■ **ASSIGNED TASK**: Every entry below should come back unchanged, except that the pictures are dropped.

[Image point grounding data]
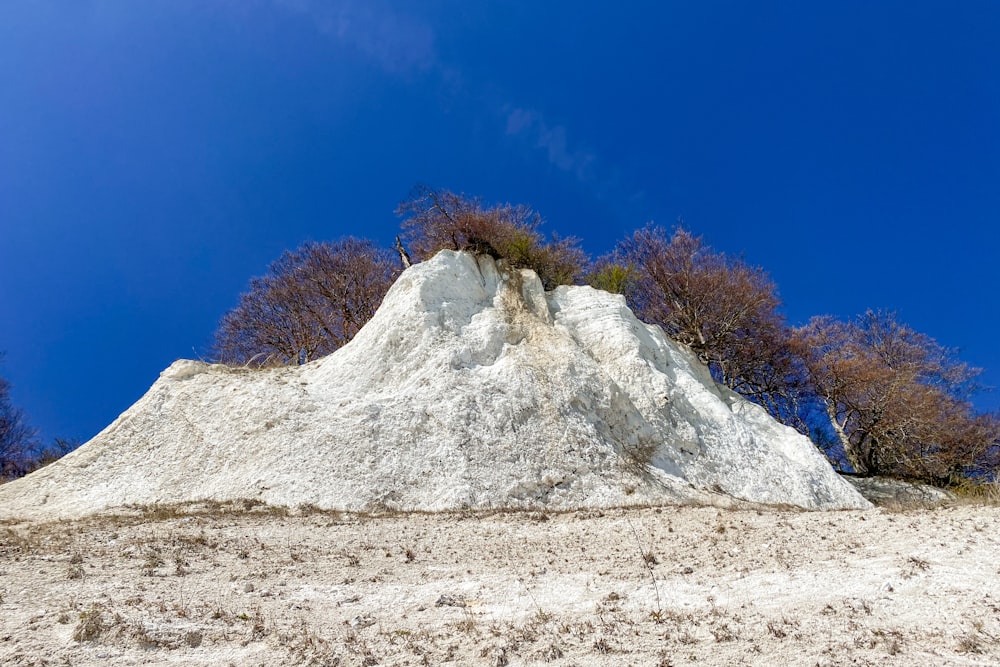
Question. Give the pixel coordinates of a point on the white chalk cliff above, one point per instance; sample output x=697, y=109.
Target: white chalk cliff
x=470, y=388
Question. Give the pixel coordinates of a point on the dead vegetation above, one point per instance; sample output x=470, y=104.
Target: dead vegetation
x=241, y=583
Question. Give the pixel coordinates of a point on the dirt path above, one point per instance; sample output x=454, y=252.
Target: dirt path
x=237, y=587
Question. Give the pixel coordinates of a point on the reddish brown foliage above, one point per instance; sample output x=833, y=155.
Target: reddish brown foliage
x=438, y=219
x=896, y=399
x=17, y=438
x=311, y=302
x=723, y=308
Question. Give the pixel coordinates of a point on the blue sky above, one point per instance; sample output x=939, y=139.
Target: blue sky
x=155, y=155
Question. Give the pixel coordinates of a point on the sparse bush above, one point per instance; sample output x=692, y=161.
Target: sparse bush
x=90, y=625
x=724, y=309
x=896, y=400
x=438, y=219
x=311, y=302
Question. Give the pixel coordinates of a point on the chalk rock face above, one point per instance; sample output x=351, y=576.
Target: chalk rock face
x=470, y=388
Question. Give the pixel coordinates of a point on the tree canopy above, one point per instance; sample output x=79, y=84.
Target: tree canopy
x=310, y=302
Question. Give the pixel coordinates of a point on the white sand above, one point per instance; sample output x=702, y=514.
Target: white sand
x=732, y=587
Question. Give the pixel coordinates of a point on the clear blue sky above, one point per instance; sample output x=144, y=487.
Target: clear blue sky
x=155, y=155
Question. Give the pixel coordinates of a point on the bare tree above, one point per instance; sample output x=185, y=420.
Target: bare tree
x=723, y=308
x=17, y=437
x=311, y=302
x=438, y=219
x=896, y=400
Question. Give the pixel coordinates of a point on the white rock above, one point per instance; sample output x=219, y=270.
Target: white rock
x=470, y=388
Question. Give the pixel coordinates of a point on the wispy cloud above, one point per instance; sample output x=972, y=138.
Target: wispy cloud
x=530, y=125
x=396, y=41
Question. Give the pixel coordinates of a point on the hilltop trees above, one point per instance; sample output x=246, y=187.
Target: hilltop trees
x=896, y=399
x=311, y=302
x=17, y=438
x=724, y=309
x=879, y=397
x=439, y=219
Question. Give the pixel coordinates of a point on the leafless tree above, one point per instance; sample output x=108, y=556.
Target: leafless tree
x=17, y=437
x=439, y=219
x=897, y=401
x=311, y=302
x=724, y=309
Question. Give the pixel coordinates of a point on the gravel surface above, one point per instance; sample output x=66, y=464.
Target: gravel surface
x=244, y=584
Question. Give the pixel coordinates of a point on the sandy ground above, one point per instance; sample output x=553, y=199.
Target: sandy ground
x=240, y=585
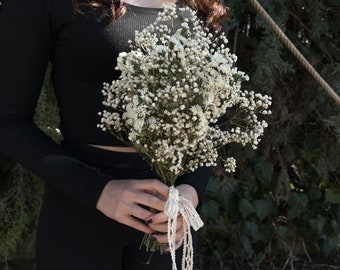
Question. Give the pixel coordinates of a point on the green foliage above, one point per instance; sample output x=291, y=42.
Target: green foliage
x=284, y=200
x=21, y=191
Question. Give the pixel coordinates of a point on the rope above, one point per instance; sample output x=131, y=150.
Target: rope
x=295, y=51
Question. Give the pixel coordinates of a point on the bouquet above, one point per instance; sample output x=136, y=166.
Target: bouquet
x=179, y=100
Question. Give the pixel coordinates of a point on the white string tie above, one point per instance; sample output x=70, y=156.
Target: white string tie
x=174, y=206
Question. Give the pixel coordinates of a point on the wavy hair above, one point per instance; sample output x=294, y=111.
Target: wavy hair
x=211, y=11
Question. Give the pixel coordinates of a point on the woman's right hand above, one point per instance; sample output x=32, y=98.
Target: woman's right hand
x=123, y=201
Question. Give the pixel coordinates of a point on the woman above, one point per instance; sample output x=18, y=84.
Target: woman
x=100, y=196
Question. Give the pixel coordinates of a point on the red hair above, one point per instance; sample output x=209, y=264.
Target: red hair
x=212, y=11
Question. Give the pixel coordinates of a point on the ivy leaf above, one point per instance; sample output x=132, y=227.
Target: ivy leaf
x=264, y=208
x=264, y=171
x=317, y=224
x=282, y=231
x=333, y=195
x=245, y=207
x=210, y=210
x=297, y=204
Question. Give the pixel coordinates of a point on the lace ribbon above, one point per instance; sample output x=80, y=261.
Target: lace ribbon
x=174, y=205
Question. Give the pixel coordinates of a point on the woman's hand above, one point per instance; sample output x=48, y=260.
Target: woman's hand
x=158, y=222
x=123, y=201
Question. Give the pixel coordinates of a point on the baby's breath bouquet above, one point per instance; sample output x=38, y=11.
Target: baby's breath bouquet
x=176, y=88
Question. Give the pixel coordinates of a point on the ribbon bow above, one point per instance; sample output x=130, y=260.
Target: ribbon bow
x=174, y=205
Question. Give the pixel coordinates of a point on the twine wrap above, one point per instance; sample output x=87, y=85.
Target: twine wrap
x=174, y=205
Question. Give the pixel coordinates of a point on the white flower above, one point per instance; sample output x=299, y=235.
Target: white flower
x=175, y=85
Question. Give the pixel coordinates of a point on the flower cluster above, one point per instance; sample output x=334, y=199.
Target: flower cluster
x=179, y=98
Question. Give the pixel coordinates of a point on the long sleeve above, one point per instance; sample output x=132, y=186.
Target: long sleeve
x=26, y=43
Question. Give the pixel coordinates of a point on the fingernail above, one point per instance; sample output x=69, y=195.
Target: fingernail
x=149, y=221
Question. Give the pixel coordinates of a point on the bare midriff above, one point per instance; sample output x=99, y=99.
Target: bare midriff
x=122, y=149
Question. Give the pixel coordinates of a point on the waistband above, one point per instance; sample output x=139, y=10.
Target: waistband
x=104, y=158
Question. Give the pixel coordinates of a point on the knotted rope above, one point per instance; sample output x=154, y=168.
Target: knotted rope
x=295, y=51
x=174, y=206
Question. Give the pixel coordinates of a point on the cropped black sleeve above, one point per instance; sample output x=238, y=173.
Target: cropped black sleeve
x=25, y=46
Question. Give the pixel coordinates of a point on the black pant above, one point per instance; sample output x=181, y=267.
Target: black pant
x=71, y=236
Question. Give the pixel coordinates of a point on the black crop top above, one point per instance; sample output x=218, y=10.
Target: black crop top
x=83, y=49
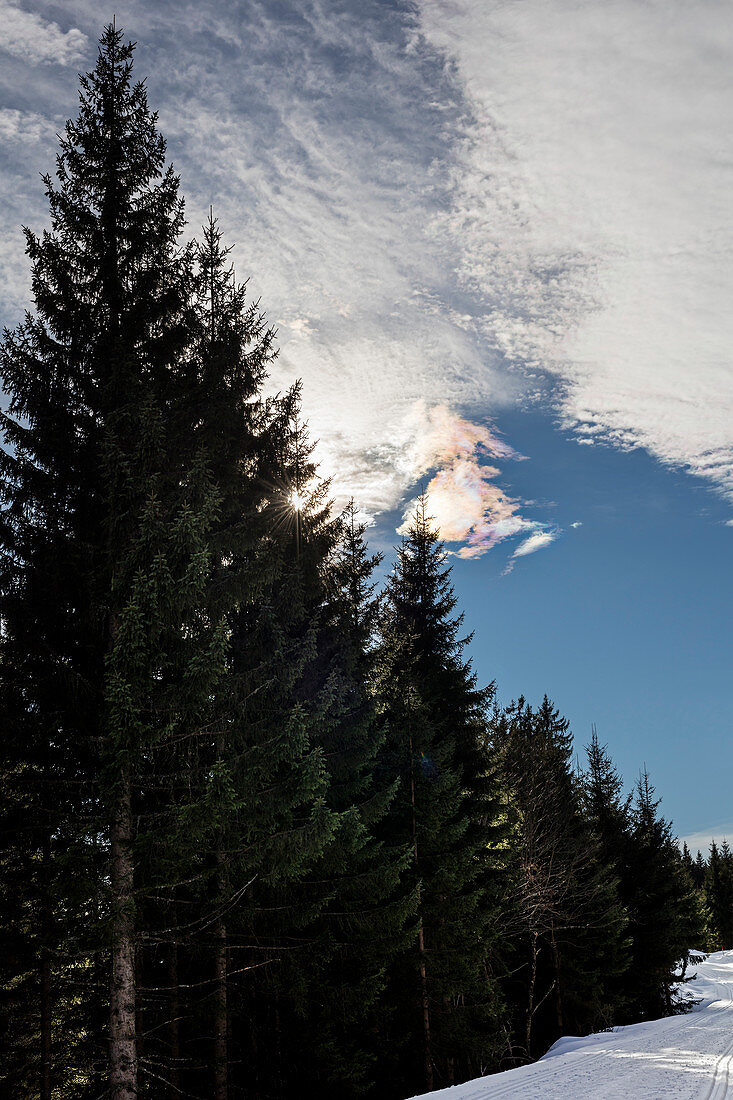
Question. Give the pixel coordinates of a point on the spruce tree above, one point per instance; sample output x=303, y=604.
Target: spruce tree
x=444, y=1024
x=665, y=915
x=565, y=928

■ **RESULT**:
Question. Give the pixel coordinates of a point on the white chalk cliff above, one point per instance; sample output x=697, y=109.
Target: white chalk cliff
x=470, y=388
Question. Give the pixel coordinates of a point on the dead vegetation above, one point per instance; sample output x=470, y=104.
Target: dead vegetation
x=241, y=583
Question. Give the pixel coordinates of a point on the dirt path above, one point per instance; sample output x=454, y=252.
Target: dirt path
x=237, y=587
Question. Give the pixel coordinates of a point on the reddish brown foliage above, one point per instance; sample output x=833, y=155.
Target: reddish brown foliage
x=438, y=219
x=896, y=399
x=17, y=438
x=311, y=302
x=723, y=308
Question. Give the pixel coordinates of a point on the blue sky above, one point per instance; sample output x=939, y=139.
Target: blue sky
x=155, y=155
Question. Give the pixel coordinates of a point on the sparse bush above, one point per instance; sample output x=692, y=161.
Target: sparse bush
x=90, y=625
x=724, y=309
x=896, y=400
x=438, y=219
x=311, y=302
Question. Give the pixel coordinates of a point on the chalk rock face above, one point per instance; sample output x=351, y=576.
Target: chalk rock face
x=470, y=388
Question. Give the pixel coordinates of a point on the tree canopy above, one point per instance; sample output x=79, y=84.
Target: tree canopy
x=310, y=302
Question. Give the pixel coordinates of a point on the white sand above, one point per instance; sample output x=702, y=514.
Target: white sand
x=732, y=587
Question. Give the pixel coordinates of a point on the clear blue sky above, one point per instance; sample output x=144, y=487.
Target: clear blue sky
x=155, y=155
Question. Give the pixel coordinates of a point on the bare tree above, one point per instance; sample output x=185, y=420.
Target: bare tree
x=723, y=308
x=17, y=437
x=311, y=302
x=438, y=219
x=896, y=400
Question. Give the pixel coordinates of a point on the white rock above, one point per instance; sample output x=219, y=270.
Target: white rock
x=470, y=388
Question. Give the pixel coordinates of a point on the wispy cloud above, one point per instance; sample output x=972, y=138.
Target: wispy cloud
x=530, y=125
x=396, y=41
Question. Give the pixel coordinates of a point on the hilltop trees above, one point per instance; sample output x=246, y=187.
Target: hilltop trees
x=896, y=399
x=311, y=302
x=17, y=438
x=724, y=309
x=879, y=397
x=439, y=219
Question. Give the pixel coordinates of a point on the leafless tree above, one point per instance; sample output x=108, y=556.
Target: leafless tree
x=17, y=437
x=439, y=219
x=897, y=401
x=311, y=302
x=724, y=309
Question. Give the pixel coordinates of a point on the gravel surface above, one point per instance; sample output x=66, y=464.
Target: gravel surface
x=244, y=584
Question. Give the pixel coordinates of a point on the sandy ground above, one point per instance; sample output x=553, y=199.
Target: sandy ground
x=240, y=585
Question. Give the pixel coordinates of a point on the green foliage above, one point per instance; sample output x=291, y=42.
Target: green foliage
x=284, y=200
x=21, y=191
Question. Give the pixel coordinates of a point on the rope above, one point per instance; sample output x=131, y=150.
Target: rope
x=295, y=51
Question. Give the pixel coordinates of a point on the bouquet above, one point per instance; sample output x=136, y=166.
Target: bouquet
x=179, y=100
Question. Give the pixel coordinates of a point on the white string tie above, one point per instance; sample output x=70, y=156.
Target: white string tie
x=174, y=206
Question. Give the pixel coordinates of a point on the wavy hair above, one point per instance; sample output x=294, y=111.
Target: wavy hair
x=211, y=11
Question. Give the pixel coordinates of a point on the woman's right hand above, one point per instance; sample output x=32, y=98.
Target: woman's right hand
x=123, y=201
Question. Give the pixel coordinates of a point on the woman above, one point per instance; sample output x=18, y=84.
Target: woman
x=100, y=196
Question. Give the pixel coordinates of a point on the red hair above, one point per instance; sample output x=209, y=264.
Target: red hair
x=212, y=11
Question. Give the pixel coordinates of a point on the ivy leaf above, one point per instance; sample output x=132, y=227.
Target: ivy leaf
x=264, y=208
x=264, y=171
x=317, y=224
x=282, y=231
x=333, y=195
x=245, y=207
x=210, y=210
x=297, y=204
Question. Give the pixel coordinates of a point on the lace ribbon above, one point per instance; sample output x=80, y=261.
Target: lace ribbon
x=174, y=205
Question. Give the pixel coordinates of a point on the woman's hand above, one point per instance; sample output x=48, y=260.
Target: woman's hand
x=158, y=222
x=123, y=201
Question. Give the pixel coordinates of a point on the baby's breath bouquet above, one point per instance; sample output x=38, y=11.
Target: baby's breath bouquet
x=176, y=88
Question. Give the pixel coordinates of a point on the ribbon bow above, one point per instance; sample output x=130, y=260.
Target: ribbon bow
x=174, y=205
Question. Give the pixel coordinates of a point on the twine wrap above, one point per instance; sample output x=87, y=85.
Target: twine wrap
x=174, y=205
Question. Give the pixel coordinates of a point on the white flower above, one point per instance; sample output x=299, y=235.
Target: white flower
x=175, y=85
Question. Give the pixel coordinates of a point on the flower cluster above, one point per instance; sample output x=334, y=199.
Target: flower cluster
x=179, y=98
Question. Give the pixel coordinates of a point on the long sleeve above, one point per instance; sample output x=132, y=186.
Target: long sleeve
x=26, y=43
Question. Give the pixel coordinates of a point on the fingernail above, one point per instance; sample output x=69, y=195.
Target: fingernail
x=149, y=221
Question. Give the pixel coordinates of a point on the bare midriff above, one point per instance; sample output x=99, y=99.
Target: bare midriff
x=122, y=149
Question. Give the pixel coordinates of a point on the waistband above, one point per instance; sample output x=139, y=10.
Target: waistband
x=104, y=158
Question. Give the pixel coordinates of a point on the knotted rope above, one point per instance; sample output x=154, y=168.
Target: knotted rope
x=295, y=51
x=174, y=206
Question. Give the pixel coordinates of a point on the cropped black sleeve above, one point per instance; sample output x=238, y=173.
Target: cropped black sleeve
x=25, y=46
Question. Give the pixel coordinates of a point on the black pant above, one point per instance; sample output x=181, y=267.
Target: black pant
x=71, y=236
Question. Give the pixel coordinates of a point on the black crop top above, one point per instance; sample output x=218, y=10.
Target: black crop top
x=83, y=49
Question. Give the pixel coordinates of a point on the spruce tree above, one point per instance; sample output x=303, y=604.
Target: spruce tree
x=444, y=1024
x=665, y=915
x=565, y=928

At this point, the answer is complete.